ASSIGNMENT
Your whole answer should be the number of lines in the material below that include the word "silver".

EXTRACTED RECORDS
++++++++

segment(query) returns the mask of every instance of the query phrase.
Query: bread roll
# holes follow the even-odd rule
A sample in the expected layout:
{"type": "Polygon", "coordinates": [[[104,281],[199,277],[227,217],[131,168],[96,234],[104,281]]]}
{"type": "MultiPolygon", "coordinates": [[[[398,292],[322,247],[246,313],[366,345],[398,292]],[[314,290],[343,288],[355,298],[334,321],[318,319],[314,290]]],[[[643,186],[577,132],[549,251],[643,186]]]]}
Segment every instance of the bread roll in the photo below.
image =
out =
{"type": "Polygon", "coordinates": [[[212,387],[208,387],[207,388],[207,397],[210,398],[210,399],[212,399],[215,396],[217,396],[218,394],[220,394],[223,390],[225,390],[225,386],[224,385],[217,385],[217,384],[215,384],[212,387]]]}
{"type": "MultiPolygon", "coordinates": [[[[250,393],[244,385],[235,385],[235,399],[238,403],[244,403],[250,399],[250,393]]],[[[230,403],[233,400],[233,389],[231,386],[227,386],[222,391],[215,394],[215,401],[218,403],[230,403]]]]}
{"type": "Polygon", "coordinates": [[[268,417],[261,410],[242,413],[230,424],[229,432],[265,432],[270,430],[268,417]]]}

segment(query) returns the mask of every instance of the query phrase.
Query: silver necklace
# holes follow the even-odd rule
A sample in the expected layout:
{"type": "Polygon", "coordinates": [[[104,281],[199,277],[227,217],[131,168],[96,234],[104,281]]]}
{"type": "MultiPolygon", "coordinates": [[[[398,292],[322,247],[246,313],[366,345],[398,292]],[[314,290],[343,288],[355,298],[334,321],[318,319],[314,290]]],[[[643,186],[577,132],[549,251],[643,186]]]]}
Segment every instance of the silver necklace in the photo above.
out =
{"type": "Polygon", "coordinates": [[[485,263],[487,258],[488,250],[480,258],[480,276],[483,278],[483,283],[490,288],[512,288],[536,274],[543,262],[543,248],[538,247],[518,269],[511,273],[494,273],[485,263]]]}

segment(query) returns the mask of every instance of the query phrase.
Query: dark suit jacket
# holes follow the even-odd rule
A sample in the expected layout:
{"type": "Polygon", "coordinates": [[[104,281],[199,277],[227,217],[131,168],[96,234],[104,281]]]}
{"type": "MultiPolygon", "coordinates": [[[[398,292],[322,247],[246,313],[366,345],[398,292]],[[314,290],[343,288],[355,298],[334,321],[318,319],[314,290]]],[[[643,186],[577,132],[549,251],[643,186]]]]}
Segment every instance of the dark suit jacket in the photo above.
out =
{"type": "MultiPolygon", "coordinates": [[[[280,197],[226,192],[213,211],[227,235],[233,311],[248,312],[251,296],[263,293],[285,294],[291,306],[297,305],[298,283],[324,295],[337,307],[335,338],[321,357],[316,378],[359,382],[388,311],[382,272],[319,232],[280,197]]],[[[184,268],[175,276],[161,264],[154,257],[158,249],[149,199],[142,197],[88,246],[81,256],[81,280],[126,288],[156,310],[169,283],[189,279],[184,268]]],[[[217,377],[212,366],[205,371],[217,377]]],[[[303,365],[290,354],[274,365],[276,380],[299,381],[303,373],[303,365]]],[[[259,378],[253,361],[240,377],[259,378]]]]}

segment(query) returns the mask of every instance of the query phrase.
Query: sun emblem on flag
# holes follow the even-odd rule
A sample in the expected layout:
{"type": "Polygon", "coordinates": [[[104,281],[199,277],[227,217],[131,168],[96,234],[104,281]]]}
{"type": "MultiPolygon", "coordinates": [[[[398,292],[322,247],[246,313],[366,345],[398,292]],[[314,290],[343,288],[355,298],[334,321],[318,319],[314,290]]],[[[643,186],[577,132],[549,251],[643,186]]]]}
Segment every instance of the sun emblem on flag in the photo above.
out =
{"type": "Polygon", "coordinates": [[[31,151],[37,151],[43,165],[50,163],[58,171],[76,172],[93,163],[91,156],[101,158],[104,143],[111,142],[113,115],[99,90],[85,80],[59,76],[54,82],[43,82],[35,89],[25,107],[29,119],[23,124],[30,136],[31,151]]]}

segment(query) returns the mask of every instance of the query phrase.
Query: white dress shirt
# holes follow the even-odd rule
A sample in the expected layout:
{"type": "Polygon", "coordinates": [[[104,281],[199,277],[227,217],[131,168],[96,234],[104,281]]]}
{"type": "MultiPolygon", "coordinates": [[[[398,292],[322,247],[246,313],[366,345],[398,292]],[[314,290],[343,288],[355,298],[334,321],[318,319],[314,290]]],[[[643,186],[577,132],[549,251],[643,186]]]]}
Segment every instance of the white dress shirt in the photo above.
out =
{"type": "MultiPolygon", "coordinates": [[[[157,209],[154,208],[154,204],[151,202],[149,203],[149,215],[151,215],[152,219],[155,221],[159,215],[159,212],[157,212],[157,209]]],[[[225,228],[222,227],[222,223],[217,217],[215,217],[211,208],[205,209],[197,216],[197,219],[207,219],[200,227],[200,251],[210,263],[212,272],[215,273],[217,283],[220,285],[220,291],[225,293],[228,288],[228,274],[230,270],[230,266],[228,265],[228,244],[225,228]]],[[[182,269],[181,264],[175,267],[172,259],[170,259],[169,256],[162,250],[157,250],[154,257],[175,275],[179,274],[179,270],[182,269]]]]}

++++++++

ANSWER TO THIS PROBLEM
2